— TEXT BLOCK —
Statutory provision has in fact already been made in Section 104 of the Coroners and Justice Act 2009 for certain vulnerable defendants to be eligible for assistance from an intermediary when giving evidence. A defendant would benefit from this provision where their ability to participate effectively in the proceedings as a witness is compromised by a significant impairment of intelligence and social functioning; or where they are suffering from a mental disorder within the meaning of the Mental Health Act 1983.

The Government made a decision to defer implementation of Section 104 until full consideration could be given to the practical arrangements and resource implications. Although there are no immediate plans to implement these provisions, we are continuing to monitor the situation and the resource implications of doing so. However, as I said earlier, judges have on occasion granted the use of an intermediary to assist vulnerable defendants to ensure a fair trial. In fact, guidance on the process for appointing intermediaries for defendants was issued nationally to all courts last year.

Furthermore, Part 3.30 of the Consolidated Criminal Practice Direction also provides guidance on a range of other types of support that a court may wish to offer, including that at the beginning of the proceedings the court should ensure that what is to take place has been explained to a vulnerable defendant in terms they can understand. Secondly, a trial should be conducted according to a timetable which takes full account of a vulnerable defendant’s ability to concentrate. Frequent and regular breaks will often be appropriate.

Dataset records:
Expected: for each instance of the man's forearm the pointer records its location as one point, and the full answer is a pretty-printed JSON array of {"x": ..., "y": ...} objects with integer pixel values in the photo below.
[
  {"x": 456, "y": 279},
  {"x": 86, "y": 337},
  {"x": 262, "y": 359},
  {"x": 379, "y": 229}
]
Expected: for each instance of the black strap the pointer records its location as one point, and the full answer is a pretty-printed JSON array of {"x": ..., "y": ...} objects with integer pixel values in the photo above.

— YOUR TASK —
Reproduce the text on intermediaries for vulnerable defendants word for word, from "Statutory provision has" up to and including "Health Act 1983.". This data comes from a different source than the text.

— RESPONSE TO THE TASK —
Statutory provision has in fact already been made in Section 104 of the Coroners and Justice Act 2009 for certain vulnerable defendants to be eligible for assistance from an intermediary when giving evidence. A defendant would benefit from this provision where their ability to participate effectively in the proceedings as a witness is compromised by a significant impairment of intelligence and social functioning; or where they are suffering from a mental disorder within the meaning of the Mental Health Act 1983.